Requirements
- a) Reproduce the passage in the source starting with "The number sent" and going on through "a stable manner.".
- b) Write out the rows below again with "rabbit's" changed to "hare's" everywhere it occurs, keeping everything else the same.

Update Buffer Points sample application.

This application is designed to assist in managing the buffer in streaming motion. The behavior of continuing streaming motion (with the parameter final=false) will increment the MotionID (retrieved by calling MotionIdExecutingGet()). It will also reset the motion element ID to 0 (retrieved with MotionElementIdExecutingGet()).

The number sent points needs to be managed, somehow. This sample does so by using a fixed buffer size and keeping at least one buffer associated with a Motion ID queued. This should be changed as appropiate.

Precondition
This sample code presumes that the user has set the tuning paramters(PID, PIV, etc.) prior to running this program so that the motor can rotate in a stable manner.
Warning
This is a sample program to assist in the integration of the RMP motion controller with your application. It may not contain all of the logic and safety features that your application requires.

Data to use
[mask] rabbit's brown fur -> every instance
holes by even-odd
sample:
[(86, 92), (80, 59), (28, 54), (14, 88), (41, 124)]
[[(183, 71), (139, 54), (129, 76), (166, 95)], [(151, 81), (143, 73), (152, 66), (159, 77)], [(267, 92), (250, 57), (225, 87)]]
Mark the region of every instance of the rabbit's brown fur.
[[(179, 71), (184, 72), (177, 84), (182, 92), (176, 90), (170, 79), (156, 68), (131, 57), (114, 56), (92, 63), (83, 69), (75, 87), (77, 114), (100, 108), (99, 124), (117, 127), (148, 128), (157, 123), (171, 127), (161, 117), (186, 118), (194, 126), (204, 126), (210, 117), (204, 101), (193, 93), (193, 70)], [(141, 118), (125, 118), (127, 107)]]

Answers to the exercises
- a)
The number sent points needs to be managed, somehow. This sample does so by using a fixed buffer size and keeping at least one buffer associated with a Motion ID queued. This should be changed as appropiate.

Precondition
This sample code presumes that the user has set the tuning paramters(PID, PIV, etc.) prior to running this program so that the motor can rotate in a stable manner.

- b)
[mask] hare's brown fur -> every instance
holes by even-odd
sample:
[(86, 92), (80, 59), (28, 54), (14, 88), (41, 124)]
[[(183, 71), (139, 54), (129, 76), (166, 95)], [(151, 81), (143, 73), (152, 66), (159, 77)], [(267, 92), (250, 57), (225, 87)]]
Mark the region of every instance of the hare's brown fur.
[[(179, 71), (184, 72), (177, 84), (182, 92), (176, 90), (170, 79), (156, 68), (131, 57), (114, 56), (92, 63), (83, 69), (75, 87), (77, 114), (100, 108), (99, 124), (117, 127), (148, 128), (157, 123), (171, 127), (161, 117), (186, 118), (194, 126), (204, 126), (210, 117), (204, 101), (193, 93), (193, 70)], [(141, 118), (125, 118), (127, 107)]]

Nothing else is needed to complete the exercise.